Aufgabenstellung:
Beantworte anhand des Textauszugs zum Industriestrompreis:
(a) Wann hat Patrick Graichen das auf Youtube veröffentlichte Interview gegeben?
(b) Wie stark ist die energieintensive Produktion nach Berechnungen des Ministeriums eingebrochen?
(c) Welches Amt hat Jürgen Kerner?

Textauszug:
********************
Der energieintensiven Industrie steht das Wasser bis zum Hals. Hilft ein Industriestrompreis? Was fehlt, ist vor allem Klarheit über das zukünftige „Energieszenario“.
Industriekonferenz 2023  - Robert Habeck, Bundeswirtschaftsminister
Foto: IMAGO/Chris Emil Janssen (www.imago-images.de) | Kann er helfen? Robert Habeck macht sich für Subventionen stark, um eine Abwanderung der Industrie zu verhindern. Doch die Energiepolitik bleibt eine offene Flanke

Die gute Nachricht zuerst: Wirtschaftsminister Robert Habeck möchte, dass die deutsche Industrie weiterhin in Deutschland produziert – auch die „energieintensive“, deren Produktion viel Strom braucht, wie etwa die Chemieindustrie. Das ist nicht ganz selbstverständlich. Habecks damaliger Staatssekretär Patrick Graichen hatte einige Aufregung ausgelöst, als er im Sommer 2022 in einem auf Youtube veröffentlichten Interview ohne weiteres Bedauern gesagt hatte, zumindest Industriezweige, die energieintensiv „einfach zu kopierende“ Produkte herstellen, könnten aufgrund der durch die Energiewende absehbar höheren Strompreise den Standort Deutschland verlassen.

Habeck, der am Dienstag die „Industriekonferenz“, eine Veranstaltung zur Zukunft der Industrie, dazu nutzte, seine kürzlich veröffentlichte Industriestrategie mit den Spitzen von IG Metall und dem Bund der deutschen Industrie (BDI) öffentlich zu diskutieren, hat eigentlich keinen Zweifel daran gelassen, dass er sich nicht an diesem Modell der „strukturellen Anpassung“ orientiert. Dass er die drohende Abwanderung der Industrieproduktion aufgrund der seit Beginn des Ukrainekriegs in Deutschland dramatisch gestiegenen Energiepreise also nicht einfach hinnehmen will, die nach Berechnungen seines Ministeriums schon zu einem Einbruch der energieintensiven Produktion von fast 20 Prozent geführt hat. Denn, so Habeck in seiner Eröffnungsrede, „schmilzt der industrielle Kern, dann schmilzt die gesellschaftliche Solidarität“.

Nun die schlechte Nachricht: Ob Habeck, der in der Vergangenheit auch schon mit der erstaunlichen Einschätzung auffiel, man habe „kein Stromproblem“, die richtigen Ideen für die Rettung des Wirtschaftsstandorts hat, ist umstritten – unter Ökonomen, aber auch in der Bundesregierung. Die derzeit meist diskutierte Idee des Wirtschaftsministers ist die des „Industriestrompreises“, also einer potentiell sehr teuren Stromsubvention, die der energieintensiven Industrie, die derzeit im Vergleich mit Frankreich, China oder den Vereinigten Staaten ein Vielfaches des dortigen Strompreises zahlt, wettbewerbsfähige Produktionskosten ermöglichen soll. IG Metall und BDI begrüßen die Initiative in seltener Einigkeit. Jürgen Kerner, zweiter Vorsitzender der IG Metall, sagte, „Entlassungen, Insolvenzen und Betriebsschließungen“ seien schon jetzt Realität. Ohne zeitnahes Handeln drohe ein schleichender Verlust industrieller Wertschöpfung. Daher brauche es jetzt einen „Brückenstrompreis“.
********************
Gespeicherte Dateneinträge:
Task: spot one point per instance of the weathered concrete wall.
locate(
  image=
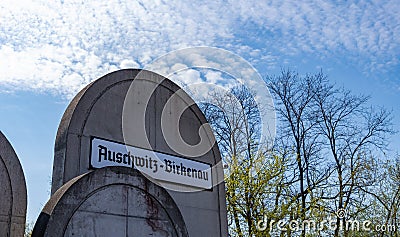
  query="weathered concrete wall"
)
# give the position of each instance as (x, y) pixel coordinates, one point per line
(98, 111)
(13, 192)
(111, 201)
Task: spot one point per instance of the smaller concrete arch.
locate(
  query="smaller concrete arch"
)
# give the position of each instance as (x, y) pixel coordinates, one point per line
(13, 199)
(111, 201)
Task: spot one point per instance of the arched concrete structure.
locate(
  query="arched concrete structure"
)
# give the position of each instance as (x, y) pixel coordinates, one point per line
(111, 201)
(97, 111)
(13, 192)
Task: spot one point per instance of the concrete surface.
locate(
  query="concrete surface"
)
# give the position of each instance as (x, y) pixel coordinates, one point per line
(98, 111)
(13, 199)
(111, 201)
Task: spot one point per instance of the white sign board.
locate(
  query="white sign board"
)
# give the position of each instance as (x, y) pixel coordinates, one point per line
(160, 166)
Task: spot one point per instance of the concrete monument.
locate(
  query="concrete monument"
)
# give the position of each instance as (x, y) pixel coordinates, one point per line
(111, 201)
(137, 120)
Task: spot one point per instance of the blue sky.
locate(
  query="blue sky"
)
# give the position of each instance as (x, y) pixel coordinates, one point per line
(49, 50)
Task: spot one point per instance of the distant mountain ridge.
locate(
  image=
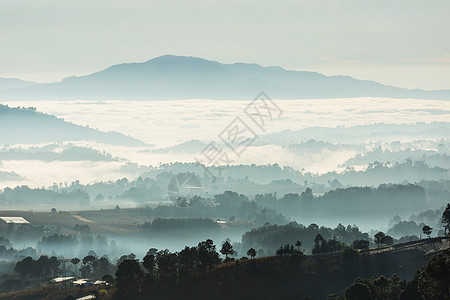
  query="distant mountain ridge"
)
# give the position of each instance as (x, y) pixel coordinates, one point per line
(14, 83)
(27, 126)
(180, 77)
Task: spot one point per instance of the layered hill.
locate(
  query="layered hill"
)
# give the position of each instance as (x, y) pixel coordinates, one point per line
(26, 125)
(179, 77)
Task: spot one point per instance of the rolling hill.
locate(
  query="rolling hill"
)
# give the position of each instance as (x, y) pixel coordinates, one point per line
(180, 77)
(26, 125)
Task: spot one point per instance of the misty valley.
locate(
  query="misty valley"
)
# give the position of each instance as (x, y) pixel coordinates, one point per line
(332, 211)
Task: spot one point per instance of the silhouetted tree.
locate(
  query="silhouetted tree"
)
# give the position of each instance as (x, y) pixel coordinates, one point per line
(298, 244)
(357, 291)
(379, 238)
(227, 249)
(129, 279)
(387, 240)
(251, 252)
(446, 219)
(360, 244)
(427, 230)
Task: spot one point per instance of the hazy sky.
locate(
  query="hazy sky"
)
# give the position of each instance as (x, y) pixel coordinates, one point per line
(404, 43)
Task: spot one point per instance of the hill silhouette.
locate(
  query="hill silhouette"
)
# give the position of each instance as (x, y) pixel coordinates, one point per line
(180, 77)
(14, 83)
(26, 125)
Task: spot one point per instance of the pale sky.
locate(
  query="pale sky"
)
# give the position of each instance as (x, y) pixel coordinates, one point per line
(403, 43)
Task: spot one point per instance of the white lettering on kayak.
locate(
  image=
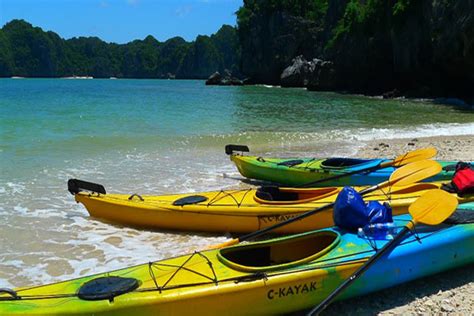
********************
Antwort:
(a) Im Sommer 2022.
(b) Um fast 20 Prozent.
(c) Er ist zweiter Vorsitzender der IG Metall.